Problem 1: In the radio discussion excerpt, what does one commenter say is, in many cases, more expensive than the radios themselves?

Excerpt provided:
• • • • •
I guess HN is the new Reddit. Downvotes, not a single response. You can do better, HN.

tb_technical
22h ago
Some equipment is drop in - hooking up an audio output to a keyed radio is only occasionally difficult. You see a lot of these solutions in the HAM radio space.

The actual radio equipment is a tad more sophisticated - and in poor areas (where it's barely hanging on) is held together with spit, glue, and prayers (exaggeration, joke, but aspects of it are true).

Believe it or not, the RF cables are (in many cases) more expensive than the radios themselves.

Background: Computer systems, radio systems, General class HAM, but certainly not an expert.

jasonlotito
22h ago
Please don't comment about the voting on comments. It never does any good, and it makes boring reading.

Please don't post comments saying that HN is turning into Reddit. It's a semi-noob illusion, as old as the hills.

https://news.ycombinator.com/newsguidelines.html

Stealthisbook
1d ago
1 reply
The justification for many of these stations is emergency preparedness. They're maintained for the ability to receive and transmit emergency alerts despite power outages or transmission line cuts. The daily programming is mostly incidental beyond maintaining listenership
frugalmail
22h ago
3 replies
The burden on taxpayers would be significantly less if it was strictly satellite coverage for use during emergencies.
VBprogrammer
22h ago
1 reply
What reason would people have for maintaining equipment capable of receiving radio though?
tb_technical
22h ago
Same reason communities still maintain HAM radio clubs and rely on them for emergency communications in a grid down situation - it's an interesting (though expensive) hobby that has some merit for isolated communities.
• • • • •
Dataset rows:
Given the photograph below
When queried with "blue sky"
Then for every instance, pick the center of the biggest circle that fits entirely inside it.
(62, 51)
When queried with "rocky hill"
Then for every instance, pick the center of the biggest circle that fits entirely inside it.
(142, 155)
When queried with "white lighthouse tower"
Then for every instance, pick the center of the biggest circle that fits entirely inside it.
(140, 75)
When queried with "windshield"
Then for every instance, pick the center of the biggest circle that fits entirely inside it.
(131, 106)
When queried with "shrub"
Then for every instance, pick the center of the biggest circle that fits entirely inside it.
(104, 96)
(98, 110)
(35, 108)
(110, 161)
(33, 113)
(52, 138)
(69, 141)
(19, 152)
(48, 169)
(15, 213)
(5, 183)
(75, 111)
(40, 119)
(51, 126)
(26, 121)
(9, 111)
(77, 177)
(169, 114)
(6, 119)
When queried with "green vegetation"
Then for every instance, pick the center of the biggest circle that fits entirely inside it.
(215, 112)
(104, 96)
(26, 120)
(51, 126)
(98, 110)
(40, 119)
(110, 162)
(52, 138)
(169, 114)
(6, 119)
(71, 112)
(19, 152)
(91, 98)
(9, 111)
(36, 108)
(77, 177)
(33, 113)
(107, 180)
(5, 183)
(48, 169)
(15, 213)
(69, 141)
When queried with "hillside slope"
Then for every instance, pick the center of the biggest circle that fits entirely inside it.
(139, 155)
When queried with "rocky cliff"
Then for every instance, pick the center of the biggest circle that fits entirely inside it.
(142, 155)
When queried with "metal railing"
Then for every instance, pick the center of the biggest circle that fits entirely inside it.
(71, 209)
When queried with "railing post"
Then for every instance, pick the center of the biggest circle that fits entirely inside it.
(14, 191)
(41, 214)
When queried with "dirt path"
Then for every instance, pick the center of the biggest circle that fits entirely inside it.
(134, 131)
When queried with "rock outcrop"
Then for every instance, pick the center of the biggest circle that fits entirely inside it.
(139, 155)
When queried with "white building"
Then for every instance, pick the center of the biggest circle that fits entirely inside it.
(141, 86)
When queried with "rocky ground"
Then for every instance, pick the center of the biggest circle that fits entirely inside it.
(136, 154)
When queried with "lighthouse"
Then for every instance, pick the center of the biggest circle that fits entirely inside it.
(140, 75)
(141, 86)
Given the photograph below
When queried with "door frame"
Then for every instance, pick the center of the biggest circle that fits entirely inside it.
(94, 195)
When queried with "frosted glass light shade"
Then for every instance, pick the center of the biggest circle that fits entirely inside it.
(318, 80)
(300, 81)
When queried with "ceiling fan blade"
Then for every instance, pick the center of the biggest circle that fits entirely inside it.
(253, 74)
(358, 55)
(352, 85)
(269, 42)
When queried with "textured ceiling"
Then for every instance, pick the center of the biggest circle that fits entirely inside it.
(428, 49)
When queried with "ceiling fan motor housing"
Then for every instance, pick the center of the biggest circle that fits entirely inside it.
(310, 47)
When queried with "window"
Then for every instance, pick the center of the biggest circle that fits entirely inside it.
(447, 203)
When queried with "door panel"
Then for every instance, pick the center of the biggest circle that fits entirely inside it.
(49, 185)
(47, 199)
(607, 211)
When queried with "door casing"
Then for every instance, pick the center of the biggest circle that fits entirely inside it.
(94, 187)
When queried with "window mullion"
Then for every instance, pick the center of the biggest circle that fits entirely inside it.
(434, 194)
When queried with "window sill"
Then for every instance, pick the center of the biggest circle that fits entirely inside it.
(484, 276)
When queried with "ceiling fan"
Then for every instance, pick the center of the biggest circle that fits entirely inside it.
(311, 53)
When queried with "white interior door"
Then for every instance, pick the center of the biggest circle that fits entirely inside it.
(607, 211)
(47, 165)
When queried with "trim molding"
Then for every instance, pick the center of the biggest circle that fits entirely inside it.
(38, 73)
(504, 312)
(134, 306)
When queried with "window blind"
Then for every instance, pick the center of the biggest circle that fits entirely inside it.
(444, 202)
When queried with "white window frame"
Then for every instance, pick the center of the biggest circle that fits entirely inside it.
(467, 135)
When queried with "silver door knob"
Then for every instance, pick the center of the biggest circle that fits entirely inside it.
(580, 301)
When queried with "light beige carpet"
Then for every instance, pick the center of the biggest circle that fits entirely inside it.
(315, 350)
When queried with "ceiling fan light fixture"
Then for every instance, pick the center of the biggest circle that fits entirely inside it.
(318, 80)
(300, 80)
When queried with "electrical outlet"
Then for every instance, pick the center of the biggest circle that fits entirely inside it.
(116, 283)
• • • • •
Problem 2: Select every line of the rows above that contains the string "rocky". Case counts.

Full response 1: The RF cables.

Full response 2:
When queried with "rocky hill"
When queried with "rocky cliff"
When queried with "rocky ground"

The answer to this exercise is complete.